── DATA PROVIDED ──

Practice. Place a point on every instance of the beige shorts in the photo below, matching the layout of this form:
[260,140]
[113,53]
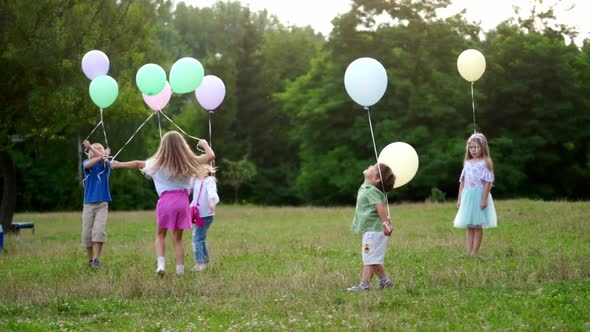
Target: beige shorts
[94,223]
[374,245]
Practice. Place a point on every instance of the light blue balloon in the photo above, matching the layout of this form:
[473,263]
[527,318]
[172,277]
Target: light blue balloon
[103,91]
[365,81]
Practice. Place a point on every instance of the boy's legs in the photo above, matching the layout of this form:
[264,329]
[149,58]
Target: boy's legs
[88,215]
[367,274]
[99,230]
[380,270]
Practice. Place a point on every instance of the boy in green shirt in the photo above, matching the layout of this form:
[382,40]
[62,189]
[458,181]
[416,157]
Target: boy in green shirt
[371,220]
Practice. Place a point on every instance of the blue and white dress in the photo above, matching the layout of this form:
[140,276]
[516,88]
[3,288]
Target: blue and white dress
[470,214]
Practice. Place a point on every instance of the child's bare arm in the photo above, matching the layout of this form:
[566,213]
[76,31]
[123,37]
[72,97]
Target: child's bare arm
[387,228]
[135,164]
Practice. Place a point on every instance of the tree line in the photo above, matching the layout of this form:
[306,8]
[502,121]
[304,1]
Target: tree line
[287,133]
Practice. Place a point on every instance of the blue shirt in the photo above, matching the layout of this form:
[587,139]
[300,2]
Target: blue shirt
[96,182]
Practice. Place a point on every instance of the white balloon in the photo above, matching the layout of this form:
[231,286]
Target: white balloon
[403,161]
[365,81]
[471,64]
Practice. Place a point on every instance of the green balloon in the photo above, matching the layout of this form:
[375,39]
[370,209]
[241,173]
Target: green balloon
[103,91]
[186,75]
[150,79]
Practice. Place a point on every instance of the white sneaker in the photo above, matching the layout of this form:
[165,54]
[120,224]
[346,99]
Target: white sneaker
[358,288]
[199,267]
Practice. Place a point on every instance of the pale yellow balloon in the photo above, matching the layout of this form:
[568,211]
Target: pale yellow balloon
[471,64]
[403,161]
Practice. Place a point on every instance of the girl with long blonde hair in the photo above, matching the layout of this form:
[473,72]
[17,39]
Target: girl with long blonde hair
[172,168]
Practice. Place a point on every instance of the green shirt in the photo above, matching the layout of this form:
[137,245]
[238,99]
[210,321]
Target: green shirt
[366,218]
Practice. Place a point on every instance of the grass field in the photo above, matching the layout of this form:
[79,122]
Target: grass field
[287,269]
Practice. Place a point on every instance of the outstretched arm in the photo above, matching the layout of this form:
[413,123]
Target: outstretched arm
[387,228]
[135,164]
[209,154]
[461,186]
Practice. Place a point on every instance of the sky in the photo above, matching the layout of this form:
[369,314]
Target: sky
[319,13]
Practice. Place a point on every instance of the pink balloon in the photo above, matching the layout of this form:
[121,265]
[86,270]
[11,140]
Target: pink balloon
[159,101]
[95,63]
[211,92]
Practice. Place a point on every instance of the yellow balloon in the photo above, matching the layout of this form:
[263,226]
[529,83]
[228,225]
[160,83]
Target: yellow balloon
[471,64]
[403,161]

───
── DATA PROVIDED ──

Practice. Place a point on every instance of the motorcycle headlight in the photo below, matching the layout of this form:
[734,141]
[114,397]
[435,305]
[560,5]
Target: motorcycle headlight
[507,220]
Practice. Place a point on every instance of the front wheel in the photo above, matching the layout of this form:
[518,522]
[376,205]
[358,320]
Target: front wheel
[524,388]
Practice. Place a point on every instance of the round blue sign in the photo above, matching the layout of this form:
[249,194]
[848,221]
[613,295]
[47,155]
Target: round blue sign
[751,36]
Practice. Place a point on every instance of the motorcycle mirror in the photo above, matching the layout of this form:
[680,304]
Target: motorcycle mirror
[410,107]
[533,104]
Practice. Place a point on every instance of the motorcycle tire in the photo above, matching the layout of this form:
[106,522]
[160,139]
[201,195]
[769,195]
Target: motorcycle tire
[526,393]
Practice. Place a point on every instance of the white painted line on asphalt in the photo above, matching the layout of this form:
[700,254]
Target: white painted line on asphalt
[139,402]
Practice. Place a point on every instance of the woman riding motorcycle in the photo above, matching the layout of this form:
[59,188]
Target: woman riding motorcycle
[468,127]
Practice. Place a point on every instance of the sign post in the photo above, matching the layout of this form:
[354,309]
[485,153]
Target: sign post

───

> [PROBLEM STATEMENT] Please write out the stretch from the line containing "the motorcycle mirror" through the line containing "Target: sign post" again, swapping "motorcycle" for "scooter" and keeping everything else unchanged.

> [SOLVED PROBLEM]
Practice. Place a point on every instance of the scooter mirror in the photo above, matching the layout of this form:
[680,304]
Target: scooter mirror
[410,107]
[533,104]
Practice. Place a point on every instance of the scooter tire in the photo above, matching the layout of this form:
[106,522]
[160,139]
[201,195]
[769,195]
Target: scooter tire
[526,393]
Practice. Place a point on every instance of the white painted line on asphalt in the photo above, matching the layout of this form:
[700,254]
Target: white painted line on asphalt
[139,402]
Practice. Place a point on every instance of the woman riding scooter in the photo above, matching the layout of this form:
[59,188]
Target: woman riding scooter
[468,127]
Practice. Place a point on every instance of the sign post in the photo above, matching the layout of this form:
[354,309]
[485,153]
Target: sign post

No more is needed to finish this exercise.